■ **Task description**
Every line of the listing must be reproduced as it stands. Leave the images behind.

___ Provided information

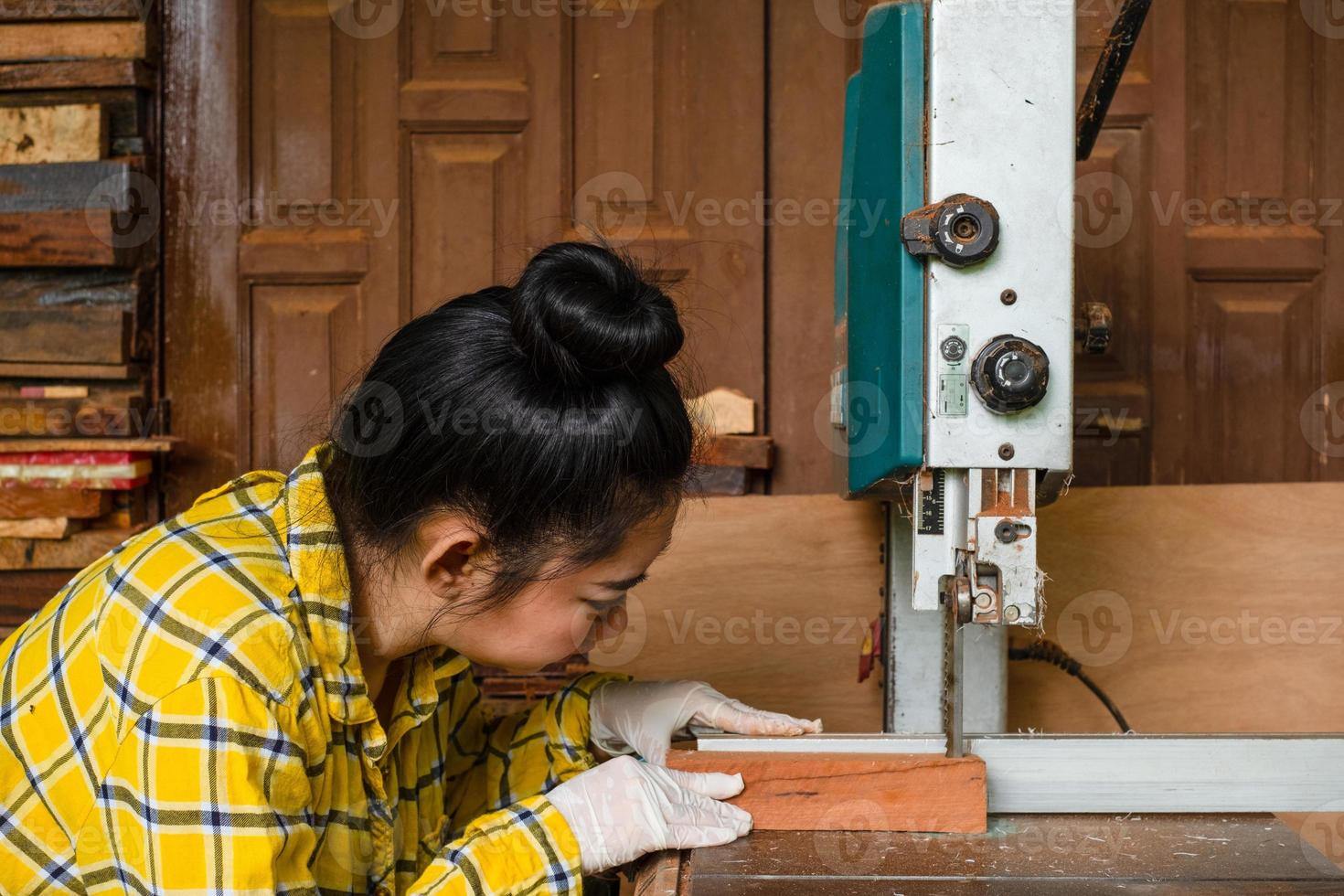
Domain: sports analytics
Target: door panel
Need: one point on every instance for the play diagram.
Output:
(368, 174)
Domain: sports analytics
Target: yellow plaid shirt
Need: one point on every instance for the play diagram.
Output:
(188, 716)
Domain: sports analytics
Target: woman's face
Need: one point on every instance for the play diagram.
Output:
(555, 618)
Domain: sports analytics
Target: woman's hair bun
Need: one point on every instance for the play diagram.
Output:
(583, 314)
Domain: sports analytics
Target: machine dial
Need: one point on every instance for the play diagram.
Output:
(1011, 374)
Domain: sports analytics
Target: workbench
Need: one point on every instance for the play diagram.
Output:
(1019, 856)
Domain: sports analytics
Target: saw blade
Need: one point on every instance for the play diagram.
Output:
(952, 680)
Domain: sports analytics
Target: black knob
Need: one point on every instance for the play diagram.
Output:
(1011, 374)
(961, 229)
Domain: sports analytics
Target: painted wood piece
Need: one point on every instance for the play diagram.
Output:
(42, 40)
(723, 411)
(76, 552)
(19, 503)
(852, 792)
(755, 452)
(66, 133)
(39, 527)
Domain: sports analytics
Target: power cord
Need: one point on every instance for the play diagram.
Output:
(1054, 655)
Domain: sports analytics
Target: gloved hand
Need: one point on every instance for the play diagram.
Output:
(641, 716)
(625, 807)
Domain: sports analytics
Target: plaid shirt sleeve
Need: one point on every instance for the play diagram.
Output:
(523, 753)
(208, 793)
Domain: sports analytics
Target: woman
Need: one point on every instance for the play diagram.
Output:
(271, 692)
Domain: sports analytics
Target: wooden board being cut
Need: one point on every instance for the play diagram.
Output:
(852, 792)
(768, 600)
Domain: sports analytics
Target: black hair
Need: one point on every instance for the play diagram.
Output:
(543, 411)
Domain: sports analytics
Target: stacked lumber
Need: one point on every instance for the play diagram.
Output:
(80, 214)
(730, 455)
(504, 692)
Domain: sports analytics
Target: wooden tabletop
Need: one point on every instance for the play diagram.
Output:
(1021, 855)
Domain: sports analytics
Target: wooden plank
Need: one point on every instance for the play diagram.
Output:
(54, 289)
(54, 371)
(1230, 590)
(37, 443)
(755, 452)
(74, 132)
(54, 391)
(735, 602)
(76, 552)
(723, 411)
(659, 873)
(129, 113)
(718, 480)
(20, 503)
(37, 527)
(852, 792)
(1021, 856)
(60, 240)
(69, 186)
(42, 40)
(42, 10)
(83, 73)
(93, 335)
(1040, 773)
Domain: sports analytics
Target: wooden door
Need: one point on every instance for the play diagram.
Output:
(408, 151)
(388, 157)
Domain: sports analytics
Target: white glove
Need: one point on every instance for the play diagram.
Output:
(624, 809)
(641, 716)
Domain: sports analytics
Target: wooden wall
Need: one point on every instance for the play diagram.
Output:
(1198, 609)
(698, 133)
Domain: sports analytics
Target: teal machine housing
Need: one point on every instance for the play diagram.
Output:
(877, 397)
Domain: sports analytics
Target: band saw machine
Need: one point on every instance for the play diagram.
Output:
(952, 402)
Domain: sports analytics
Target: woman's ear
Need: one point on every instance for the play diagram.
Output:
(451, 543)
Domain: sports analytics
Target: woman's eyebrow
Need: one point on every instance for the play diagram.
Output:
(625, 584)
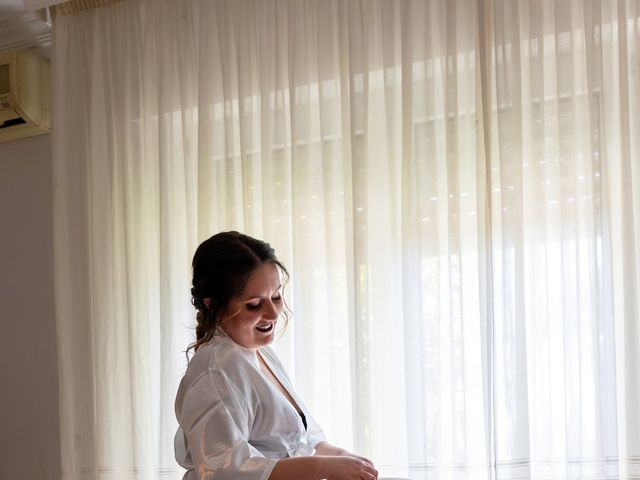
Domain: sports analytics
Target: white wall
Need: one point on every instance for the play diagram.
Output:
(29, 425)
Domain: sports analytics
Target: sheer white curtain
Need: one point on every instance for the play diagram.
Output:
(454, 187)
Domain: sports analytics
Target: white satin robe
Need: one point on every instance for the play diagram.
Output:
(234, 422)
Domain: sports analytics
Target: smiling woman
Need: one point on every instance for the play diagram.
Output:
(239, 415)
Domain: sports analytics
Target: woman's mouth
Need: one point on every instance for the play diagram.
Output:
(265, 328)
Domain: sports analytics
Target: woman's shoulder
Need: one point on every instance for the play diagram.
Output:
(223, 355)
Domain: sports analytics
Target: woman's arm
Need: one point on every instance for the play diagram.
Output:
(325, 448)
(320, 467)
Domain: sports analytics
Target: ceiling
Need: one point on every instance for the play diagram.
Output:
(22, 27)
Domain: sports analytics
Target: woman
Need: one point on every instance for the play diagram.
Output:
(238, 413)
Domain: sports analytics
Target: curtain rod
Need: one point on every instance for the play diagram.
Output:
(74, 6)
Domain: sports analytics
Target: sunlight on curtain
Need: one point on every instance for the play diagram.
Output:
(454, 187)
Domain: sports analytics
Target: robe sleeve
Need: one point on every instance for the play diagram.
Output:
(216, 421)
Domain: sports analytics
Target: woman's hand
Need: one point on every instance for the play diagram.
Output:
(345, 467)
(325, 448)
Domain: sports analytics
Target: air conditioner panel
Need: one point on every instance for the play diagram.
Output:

______

■ **Solved problem**
Domain: sports analytics
Target: door panel
Need: one point on every instance for the play diagram.
Output:
(368, 174)
Domain: sports analytics
Target: yellow plaid shirt
Need: one point on every instance for the play diagram.
Output:
(188, 716)
Domain: sports analytics
Target: woman's face
Need: one point on every instance for the play diagram.
Output:
(555, 618)
Domain: sports analytics
Target: woman's hair bun
Need: one point on every instance for the play diagram.
Output:
(583, 314)
Domain: sports analytics
Target: machine dial
Need: one point on every instance for the play diagram.
Output:
(1011, 374)
Domain: sports analytics
Target: workbench
Need: one point on every instance for the play diagram.
Output:
(1019, 856)
Domain: sports analytics
Target: saw blade
Need: one point on every instance for the play diagram.
Output:
(952, 680)
Domain: sports analytics
Target: black knob
Need: one point on every instance for the play diagram.
Output:
(1011, 374)
(961, 229)
Domain: sports analytics
Target: painted wood piece
Need: one point on every instance for the play diagram.
Output:
(42, 40)
(723, 411)
(76, 552)
(19, 503)
(852, 792)
(755, 452)
(66, 133)
(39, 527)
Domain: sports analytics
Target: power cord
Need: one point on every instance for the play diagram.
Output:
(1054, 655)
Domain: sports analytics
Target: gloved hand
Need: one point on every instance for the play diagram.
Output:
(641, 716)
(625, 807)
Domain: sports analytics
Target: plaid shirt sleeve
Need: one point on every instance for the play diagram.
Output:
(523, 753)
(208, 793)
Domain: sports analytics
Target: woman
Need: one point on every instance for the play diagram.
Output:
(271, 692)
Domain: sports analytics
Target: wooden board being cut
Need: one point on every instance for the play diagram.
Output:
(852, 792)
(768, 600)
Domain: sports analytics
Target: black hair
Need: one point on every instance for the play diagram.
Output:
(543, 411)
Domain: sports analytics
Target: stacked lumber
Need: one point on every instance for the play diagram.
Output:
(80, 214)
(730, 455)
(504, 692)
Domain: sports analytics
Target: wooden tabletop
Need: one point on every instance for the play diagram.
Output:
(1021, 855)
Domain: sports analytics
Target: wooden plank
Need: one point on every instance for the play diagram.
Output:
(54, 289)
(54, 371)
(1230, 590)
(37, 443)
(755, 452)
(74, 132)
(54, 391)
(735, 602)
(76, 552)
(723, 411)
(659, 873)
(129, 113)
(718, 480)
(20, 503)
(37, 527)
(852, 792)
(1021, 856)
(60, 240)
(69, 186)
(42, 40)
(42, 10)
(83, 73)
(93, 335)
(1040, 773)
Domain: sports analytics
Target: wooden door
Need: one point on every instance for the play diagram.
Output:
(408, 151)
(388, 157)
Domain: sports analytics
Target: white glove
Need: one point on every instance for the play diagram.
Output:
(624, 809)
(641, 716)
Domain: sports analytics
Target: wooden wall
Need: one point on every instance for the play diagram.
Output:
(1198, 609)
(698, 133)
Domain: sports analytics
Target: teal machine housing
Need: one point on every instance for the play diagram.
Output:
(877, 397)
Domain: sports analytics
Target: band saw machine
Need: one point on every instance for the play diagram.
Output:
(952, 402)
Domain: sports analytics
Target: woman's ear
Need: one point on every instance for the play diagram.
Output:
(451, 543)
Domain: sports analytics
Target: woman's eyebrow
Need: one point on every instance for the play diagram.
Output:
(625, 584)
Domain: sports analytics
Target: white wall
Need: one point on every instance for the play diagram.
Output:
(29, 425)
Domain: sports analytics
Target: sheer white curtain
Need: one point on every instance for the play diagram.
Output:
(454, 187)
Domain: sports analytics
Target: white satin robe
Need: one point on every instance for the play diagram.
Output:
(234, 422)
Domain: sports analytics
Target: smiling woman
Need: one point on every instance for the play diagram.
Output:
(239, 415)
Domain: sports analytics
Target: woman's mouth
Need: one point on every instance for the play diagram.
Output:
(265, 328)
Domain: sports analytics
Target: woman's shoulder
Need: one point on every instance for the play diagram.
Output:
(223, 355)
Domain: sports analytics
Target: woman's arm
Need: one point on every instance for the play diagram.
Output:
(325, 448)
(320, 467)
Domain: sports analytics
Target: ceiling
Need: one point on every instance for the play diagram.
Output:
(22, 27)
Domain: sports analytics
Target: woman
Need: one point on every instance for the play diagram.
Output:
(238, 413)
Domain: sports analytics
Target: curtain rod
Need: one point on every instance for the play diagram.
Output:
(74, 6)
Domain: sports analytics
Target: sunlight on curtain
Need: one point on every instance for the play diagram.
Output:
(454, 187)
Domain: sports analytics
Target: robe sleeve
Need: one point on every instance for the play diagram.
Output:
(216, 421)
Domain: sports analytics
Target: woman's hand
Need: one point on every instance for the play diagram.
Output:
(345, 467)
(325, 448)
Domain: sports analytics
Target: air conditioner panel
Need: one point on every instance for the play diagram.
Output:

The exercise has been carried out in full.